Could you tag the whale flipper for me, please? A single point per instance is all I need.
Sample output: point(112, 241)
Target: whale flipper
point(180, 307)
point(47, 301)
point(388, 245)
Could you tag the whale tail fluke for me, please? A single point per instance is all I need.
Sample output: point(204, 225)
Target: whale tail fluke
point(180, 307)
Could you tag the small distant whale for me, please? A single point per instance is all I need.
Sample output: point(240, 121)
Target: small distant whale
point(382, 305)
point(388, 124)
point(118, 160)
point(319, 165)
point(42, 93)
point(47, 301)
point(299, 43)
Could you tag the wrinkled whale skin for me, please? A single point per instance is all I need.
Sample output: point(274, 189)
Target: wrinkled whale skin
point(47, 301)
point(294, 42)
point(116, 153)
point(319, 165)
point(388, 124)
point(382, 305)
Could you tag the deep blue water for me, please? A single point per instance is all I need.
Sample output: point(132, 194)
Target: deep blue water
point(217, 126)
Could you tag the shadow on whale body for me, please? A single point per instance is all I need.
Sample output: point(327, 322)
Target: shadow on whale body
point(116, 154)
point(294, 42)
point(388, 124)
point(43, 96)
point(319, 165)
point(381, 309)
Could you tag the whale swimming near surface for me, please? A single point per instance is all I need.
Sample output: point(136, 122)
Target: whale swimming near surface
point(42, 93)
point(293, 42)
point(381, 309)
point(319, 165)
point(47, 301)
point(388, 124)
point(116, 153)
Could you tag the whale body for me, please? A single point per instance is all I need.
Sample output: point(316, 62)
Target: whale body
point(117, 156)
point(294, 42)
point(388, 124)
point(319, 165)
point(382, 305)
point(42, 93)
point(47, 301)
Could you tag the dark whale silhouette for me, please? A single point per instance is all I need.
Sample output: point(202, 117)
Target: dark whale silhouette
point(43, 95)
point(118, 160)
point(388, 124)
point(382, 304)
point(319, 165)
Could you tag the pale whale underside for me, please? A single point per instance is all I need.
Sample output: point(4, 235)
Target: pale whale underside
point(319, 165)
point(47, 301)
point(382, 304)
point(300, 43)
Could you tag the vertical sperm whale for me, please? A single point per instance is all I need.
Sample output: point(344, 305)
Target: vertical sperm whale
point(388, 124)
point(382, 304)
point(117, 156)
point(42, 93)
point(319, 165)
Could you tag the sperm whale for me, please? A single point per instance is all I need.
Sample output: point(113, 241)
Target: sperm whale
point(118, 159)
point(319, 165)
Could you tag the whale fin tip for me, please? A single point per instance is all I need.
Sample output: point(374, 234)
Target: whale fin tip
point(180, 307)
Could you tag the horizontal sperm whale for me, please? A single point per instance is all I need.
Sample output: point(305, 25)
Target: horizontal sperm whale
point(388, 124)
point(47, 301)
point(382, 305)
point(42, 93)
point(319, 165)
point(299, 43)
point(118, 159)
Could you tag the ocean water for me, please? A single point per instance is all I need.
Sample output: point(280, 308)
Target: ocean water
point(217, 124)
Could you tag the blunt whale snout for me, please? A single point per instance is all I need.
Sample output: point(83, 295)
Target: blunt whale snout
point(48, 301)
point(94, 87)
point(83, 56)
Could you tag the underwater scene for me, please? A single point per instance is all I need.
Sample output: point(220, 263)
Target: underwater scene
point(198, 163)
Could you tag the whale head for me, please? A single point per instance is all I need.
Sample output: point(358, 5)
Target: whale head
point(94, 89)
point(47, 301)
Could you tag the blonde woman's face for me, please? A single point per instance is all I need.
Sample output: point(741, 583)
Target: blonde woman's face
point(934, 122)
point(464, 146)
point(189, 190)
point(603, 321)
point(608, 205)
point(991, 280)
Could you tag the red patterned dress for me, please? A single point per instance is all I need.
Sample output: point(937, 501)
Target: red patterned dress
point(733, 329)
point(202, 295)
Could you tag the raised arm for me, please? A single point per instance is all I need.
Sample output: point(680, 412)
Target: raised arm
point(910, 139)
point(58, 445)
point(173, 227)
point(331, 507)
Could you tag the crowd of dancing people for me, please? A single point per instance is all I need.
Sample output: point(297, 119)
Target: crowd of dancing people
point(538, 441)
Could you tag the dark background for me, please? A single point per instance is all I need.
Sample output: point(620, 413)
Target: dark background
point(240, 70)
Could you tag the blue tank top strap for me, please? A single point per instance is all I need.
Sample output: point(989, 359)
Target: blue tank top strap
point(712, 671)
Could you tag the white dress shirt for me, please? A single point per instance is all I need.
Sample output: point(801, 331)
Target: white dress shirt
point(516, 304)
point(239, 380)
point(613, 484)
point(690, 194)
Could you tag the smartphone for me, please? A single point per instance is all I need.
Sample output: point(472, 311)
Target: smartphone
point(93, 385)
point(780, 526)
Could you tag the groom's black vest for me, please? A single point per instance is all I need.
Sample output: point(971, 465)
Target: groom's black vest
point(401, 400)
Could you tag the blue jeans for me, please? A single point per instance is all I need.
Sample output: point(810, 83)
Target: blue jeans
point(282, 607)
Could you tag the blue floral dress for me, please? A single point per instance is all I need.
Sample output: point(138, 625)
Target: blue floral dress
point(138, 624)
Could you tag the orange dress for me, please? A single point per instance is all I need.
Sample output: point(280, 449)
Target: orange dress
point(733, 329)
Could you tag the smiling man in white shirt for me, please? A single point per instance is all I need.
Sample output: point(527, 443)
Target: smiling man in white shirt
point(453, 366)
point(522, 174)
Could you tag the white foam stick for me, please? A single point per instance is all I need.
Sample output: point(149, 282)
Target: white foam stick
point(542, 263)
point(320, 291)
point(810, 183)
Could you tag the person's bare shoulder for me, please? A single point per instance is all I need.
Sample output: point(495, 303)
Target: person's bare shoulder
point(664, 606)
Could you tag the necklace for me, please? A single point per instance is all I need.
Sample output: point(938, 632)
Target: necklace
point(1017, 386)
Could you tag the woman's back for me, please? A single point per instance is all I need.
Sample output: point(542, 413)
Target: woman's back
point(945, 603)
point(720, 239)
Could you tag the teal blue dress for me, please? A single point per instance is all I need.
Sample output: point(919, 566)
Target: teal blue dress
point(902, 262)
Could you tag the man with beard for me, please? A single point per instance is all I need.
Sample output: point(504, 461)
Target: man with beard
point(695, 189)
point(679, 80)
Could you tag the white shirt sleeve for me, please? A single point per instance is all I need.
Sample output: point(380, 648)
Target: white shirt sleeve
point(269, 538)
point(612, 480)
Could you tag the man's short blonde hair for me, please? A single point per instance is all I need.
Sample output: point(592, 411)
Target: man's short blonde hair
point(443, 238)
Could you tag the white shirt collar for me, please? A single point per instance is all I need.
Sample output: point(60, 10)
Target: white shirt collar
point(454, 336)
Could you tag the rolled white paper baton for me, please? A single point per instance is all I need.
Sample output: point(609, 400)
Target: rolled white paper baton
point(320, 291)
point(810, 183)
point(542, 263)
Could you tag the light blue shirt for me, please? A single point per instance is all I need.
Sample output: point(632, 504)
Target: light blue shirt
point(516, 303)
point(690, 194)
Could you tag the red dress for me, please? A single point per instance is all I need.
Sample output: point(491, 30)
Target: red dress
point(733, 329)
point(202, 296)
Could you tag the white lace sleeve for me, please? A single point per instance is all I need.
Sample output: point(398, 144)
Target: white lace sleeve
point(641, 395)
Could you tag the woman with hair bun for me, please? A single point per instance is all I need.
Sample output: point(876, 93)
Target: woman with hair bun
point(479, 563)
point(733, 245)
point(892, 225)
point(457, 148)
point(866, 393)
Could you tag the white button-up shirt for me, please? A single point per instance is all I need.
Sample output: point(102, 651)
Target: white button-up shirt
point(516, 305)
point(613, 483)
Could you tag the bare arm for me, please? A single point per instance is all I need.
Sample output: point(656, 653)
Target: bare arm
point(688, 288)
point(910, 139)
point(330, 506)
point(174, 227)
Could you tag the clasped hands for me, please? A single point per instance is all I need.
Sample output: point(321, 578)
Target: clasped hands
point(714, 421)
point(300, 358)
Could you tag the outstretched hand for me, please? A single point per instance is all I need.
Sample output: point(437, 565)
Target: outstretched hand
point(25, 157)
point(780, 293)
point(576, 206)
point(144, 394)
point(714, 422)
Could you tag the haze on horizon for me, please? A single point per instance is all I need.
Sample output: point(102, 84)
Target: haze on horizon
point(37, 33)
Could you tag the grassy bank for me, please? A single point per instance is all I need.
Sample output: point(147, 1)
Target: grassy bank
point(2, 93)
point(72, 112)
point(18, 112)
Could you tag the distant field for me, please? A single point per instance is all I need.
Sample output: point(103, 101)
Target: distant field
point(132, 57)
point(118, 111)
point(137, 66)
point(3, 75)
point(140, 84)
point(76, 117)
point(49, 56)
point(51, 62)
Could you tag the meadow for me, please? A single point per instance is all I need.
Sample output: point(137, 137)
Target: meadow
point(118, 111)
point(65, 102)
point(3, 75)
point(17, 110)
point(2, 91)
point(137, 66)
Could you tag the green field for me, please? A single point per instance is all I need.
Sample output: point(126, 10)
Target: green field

◆ **OBJECTIVE**
Each line from the one containing "Could you tag the woman with" to the end of the records should be echoed exactly, and no other line.

◆ **REPLY**
Could you tag the woman with hair bun for me, please? A single point per instance is all I need.
Sample output: point(876, 93)
Target: woman with hair bun
point(479, 563)
point(733, 245)
point(892, 225)
point(457, 148)
point(866, 393)
Could you tag the white button-up shirt for me, please? A single point per instance is all I need.
Sample output: point(102, 651)
Target: white button-up shirt
point(516, 305)
point(613, 483)
Could you tag the bare arm for me, please? A single point per instance is all I need.
Sample output: point(656, 653)
Target: bare arm
point(688, 288)
point(910, 139)
point(330, 506)
point(174, 227)
Could you tag the clasped hands for me, please? A single point per instance is all I need.
Sample output: point(321, 578)
Target: clasped hands
point(714, 421)
point(300, 358)
Could you tag the outstretched hand for me, please? A single point per instance is all I need.
Sample output: point(437, 565)
Target: outstretched hand
point(25, 157)
point(780, 293)
point(576, 206)
point(144, 394)
point(714, 422)
Could you tag the haze on horizon for me, please? A single point per instance is all I need.
Sample output: point(102, 84)
Target: haze on horizon
point(37, 33)
Could you tag the grassy bank for me, please? A single point per instance is all I need.
Sample output: point(147, 1)
Target: grassy bank
point(2, 93)
point(72, 112)
point(18, 112)
Could you tag the distant field for me, please? A single point per instance is all I need.
Sample output: point(103, 101)
Target: distant field
point(132, 57)
point(118, 111)
point(137, 66)
point(3, 75)
point(140, 84)
point(76, 117)
point(49, 56)
point(51, 62)
Could you tag the meadow for me, please? A single point per instance is all I need.
Sample output: point(137, 137)
Target: meadow
point(118, 111)
point(65, 102)
point(3, 75)
point(17, 110)
point(2, 91)
point(137, 66)
Could you tag the green field for me, please? A single point per instance is all I need.
Sample output: point(126, 10)
Target: green field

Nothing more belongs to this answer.